> REQUIREMENTS
a: How many lines in the records below contain the word "wheel"? Reply with the number alone.
b: Can you extend the review of The Many Saints Of Newark below, picking up after its last sentence?

> PAGE TEXT
┌────────
It’s a family affair in more ways than one in this stylish if somewhat uneven prequel to HBO’s epochal drama The Sopranos. Written by series creator David Chase, The Many Saints Of Newark features Michael Gandolfini – son of the late, great James – playing a younger version of his father’s iconic character, Mafioso Tony Soprano, whose formative years coincide with a particularly tumultuous time of civil unrest and gang rivalry in 1960s Newark. But if much of the film’s marketing teases a deep-dive origin story for one of television’s seminal crime bosses, the efforts prove to be rather misleading.
Focus instead shifts to the professional and personal duties of Soprano’s uncle-by-marriage, Dickie Moltisanti (Alessandro Nivola), a suave but equally flawed member of the powerful DiMeo crime family. The clue is hidden in plain sight: Moltisanti, a name that will already be familiar to viewers of The Sopranos, means ‘many saints’ in Italian. Sadly, little else about director Alan Taylor’s film is quite as impressively understated. From its sombre opening – a tracking shot through a cemetery – to regular diegetic news bulletins about the Vietnam War, this is a story set rather unambiguously against a backdrop of violence and death.
└────────
> RECORDS
┌────────
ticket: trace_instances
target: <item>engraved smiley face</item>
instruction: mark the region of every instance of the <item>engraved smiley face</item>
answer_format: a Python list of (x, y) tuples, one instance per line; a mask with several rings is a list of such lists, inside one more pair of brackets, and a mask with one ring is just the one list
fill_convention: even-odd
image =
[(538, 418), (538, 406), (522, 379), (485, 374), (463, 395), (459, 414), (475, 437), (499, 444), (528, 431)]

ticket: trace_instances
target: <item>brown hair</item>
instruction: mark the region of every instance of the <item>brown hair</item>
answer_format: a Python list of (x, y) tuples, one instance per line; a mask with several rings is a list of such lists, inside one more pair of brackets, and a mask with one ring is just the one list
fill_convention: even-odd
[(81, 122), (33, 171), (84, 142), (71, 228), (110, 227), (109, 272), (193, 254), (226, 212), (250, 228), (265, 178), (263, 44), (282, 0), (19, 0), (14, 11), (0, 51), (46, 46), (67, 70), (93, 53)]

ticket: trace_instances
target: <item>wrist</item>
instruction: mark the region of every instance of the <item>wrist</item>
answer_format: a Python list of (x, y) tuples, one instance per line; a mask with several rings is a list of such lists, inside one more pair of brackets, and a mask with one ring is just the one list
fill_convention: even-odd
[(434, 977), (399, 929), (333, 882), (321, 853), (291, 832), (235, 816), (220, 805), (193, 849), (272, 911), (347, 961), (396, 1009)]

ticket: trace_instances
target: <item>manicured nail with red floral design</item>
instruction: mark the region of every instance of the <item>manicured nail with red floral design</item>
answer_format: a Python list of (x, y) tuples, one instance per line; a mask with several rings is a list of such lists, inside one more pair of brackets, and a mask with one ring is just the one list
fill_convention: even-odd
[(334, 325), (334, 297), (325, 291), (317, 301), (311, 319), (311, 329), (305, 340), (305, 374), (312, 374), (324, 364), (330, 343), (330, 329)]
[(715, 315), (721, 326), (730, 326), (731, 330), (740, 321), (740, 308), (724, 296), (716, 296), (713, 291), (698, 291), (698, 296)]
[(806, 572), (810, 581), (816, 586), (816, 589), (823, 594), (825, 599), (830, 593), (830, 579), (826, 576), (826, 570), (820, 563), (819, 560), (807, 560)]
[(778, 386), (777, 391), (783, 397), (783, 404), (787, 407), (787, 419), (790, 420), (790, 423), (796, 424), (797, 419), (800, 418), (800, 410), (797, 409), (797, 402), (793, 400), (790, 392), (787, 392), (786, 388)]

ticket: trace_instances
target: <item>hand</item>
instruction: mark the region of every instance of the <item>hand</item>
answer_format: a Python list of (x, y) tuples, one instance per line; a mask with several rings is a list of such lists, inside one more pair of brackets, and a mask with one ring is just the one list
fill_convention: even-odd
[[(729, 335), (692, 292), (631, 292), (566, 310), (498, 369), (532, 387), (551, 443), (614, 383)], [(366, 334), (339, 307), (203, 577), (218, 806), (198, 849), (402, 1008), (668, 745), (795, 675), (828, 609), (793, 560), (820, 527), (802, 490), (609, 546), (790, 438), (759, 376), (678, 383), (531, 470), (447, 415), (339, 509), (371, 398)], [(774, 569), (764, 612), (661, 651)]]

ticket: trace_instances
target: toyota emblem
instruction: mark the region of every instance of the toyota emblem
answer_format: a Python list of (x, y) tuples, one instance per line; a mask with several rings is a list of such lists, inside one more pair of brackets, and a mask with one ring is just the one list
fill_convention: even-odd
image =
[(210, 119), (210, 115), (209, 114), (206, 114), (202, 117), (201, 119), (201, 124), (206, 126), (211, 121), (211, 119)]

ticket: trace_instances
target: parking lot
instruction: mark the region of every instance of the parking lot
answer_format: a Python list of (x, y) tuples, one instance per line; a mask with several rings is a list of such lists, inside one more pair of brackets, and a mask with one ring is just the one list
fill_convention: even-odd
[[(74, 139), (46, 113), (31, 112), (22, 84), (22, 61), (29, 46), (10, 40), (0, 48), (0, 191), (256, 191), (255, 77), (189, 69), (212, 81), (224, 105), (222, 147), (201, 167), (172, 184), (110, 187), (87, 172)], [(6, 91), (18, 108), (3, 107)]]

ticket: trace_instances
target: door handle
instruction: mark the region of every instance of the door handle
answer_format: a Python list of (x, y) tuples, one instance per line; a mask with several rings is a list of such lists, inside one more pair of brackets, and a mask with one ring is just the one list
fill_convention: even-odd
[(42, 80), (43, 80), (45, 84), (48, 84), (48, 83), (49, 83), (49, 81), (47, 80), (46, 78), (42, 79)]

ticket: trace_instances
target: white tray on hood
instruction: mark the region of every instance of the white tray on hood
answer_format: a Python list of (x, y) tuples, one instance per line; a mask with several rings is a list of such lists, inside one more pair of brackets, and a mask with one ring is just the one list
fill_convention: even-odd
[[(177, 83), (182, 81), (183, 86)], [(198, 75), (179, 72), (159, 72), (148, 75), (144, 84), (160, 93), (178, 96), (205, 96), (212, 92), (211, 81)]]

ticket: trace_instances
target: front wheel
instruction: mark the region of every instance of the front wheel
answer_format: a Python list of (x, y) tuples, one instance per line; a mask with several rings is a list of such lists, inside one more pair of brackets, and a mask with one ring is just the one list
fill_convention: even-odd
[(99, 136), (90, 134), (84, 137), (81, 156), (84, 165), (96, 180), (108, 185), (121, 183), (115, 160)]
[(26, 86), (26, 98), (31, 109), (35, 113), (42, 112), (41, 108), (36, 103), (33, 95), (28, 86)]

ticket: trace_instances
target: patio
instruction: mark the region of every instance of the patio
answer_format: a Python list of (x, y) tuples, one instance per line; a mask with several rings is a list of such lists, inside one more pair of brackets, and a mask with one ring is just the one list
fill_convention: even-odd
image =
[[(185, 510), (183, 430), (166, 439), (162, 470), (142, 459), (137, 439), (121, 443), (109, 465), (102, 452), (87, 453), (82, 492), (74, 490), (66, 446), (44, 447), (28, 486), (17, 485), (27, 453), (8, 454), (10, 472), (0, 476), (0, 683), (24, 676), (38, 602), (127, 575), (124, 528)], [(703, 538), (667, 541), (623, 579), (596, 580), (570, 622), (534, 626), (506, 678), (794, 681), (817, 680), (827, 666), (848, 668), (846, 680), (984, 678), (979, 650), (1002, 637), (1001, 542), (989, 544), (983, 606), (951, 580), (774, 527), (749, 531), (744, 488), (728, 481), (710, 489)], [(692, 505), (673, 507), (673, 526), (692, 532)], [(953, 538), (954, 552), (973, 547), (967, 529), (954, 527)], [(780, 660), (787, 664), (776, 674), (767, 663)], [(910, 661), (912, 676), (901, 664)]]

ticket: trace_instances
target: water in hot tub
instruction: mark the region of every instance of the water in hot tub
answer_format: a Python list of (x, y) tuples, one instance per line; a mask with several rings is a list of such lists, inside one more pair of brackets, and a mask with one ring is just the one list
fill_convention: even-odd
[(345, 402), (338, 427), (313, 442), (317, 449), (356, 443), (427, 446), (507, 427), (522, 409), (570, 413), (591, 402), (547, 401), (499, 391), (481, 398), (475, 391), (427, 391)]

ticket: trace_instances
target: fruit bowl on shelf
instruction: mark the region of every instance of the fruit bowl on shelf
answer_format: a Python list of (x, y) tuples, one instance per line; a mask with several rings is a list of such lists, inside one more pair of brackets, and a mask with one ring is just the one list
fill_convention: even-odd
└────────
> RESULTS OF THE TASKS
a: 2

b:
The emotional and occasionally literal conflict between family and pseudo-family, often the fulcrum of the mob movie narrative, unsurprisingly ranks high in the dramatic stakes, while the film’s central dilemma – the growing tension between organised crime’s white, bigoted old guard and an African-American gang (headed up by Leslie Odom Jr.’s ambitious Harold McBrayer) – serves as an intriguing if largely unsubtle microcosm of America’s wider race relations during an era of fervent political activism and controversial foreign policy.
Suffice to say then, like bullets from the gun of a trigger-happy wise guy, Taylor’s film unloads a multitude of ideas that hit with varying degrees of impact. Helmed by a surplus of on-screen talent – Jon Bernthal, Corey Stoll, Ray Liotta and a criminally underserved Vera Farmiga – and with subplots to spare, The Many Saints Of Newark often feels like an entire season’s worth of drama shoehorned into 120 intense minutes. Nevertheless, there is much for fans of the original show to savour here. In the end, rather aptly for a film of this ilk, loyalty is rewarded.
Dir: Alan Taylor (15, 120 mins)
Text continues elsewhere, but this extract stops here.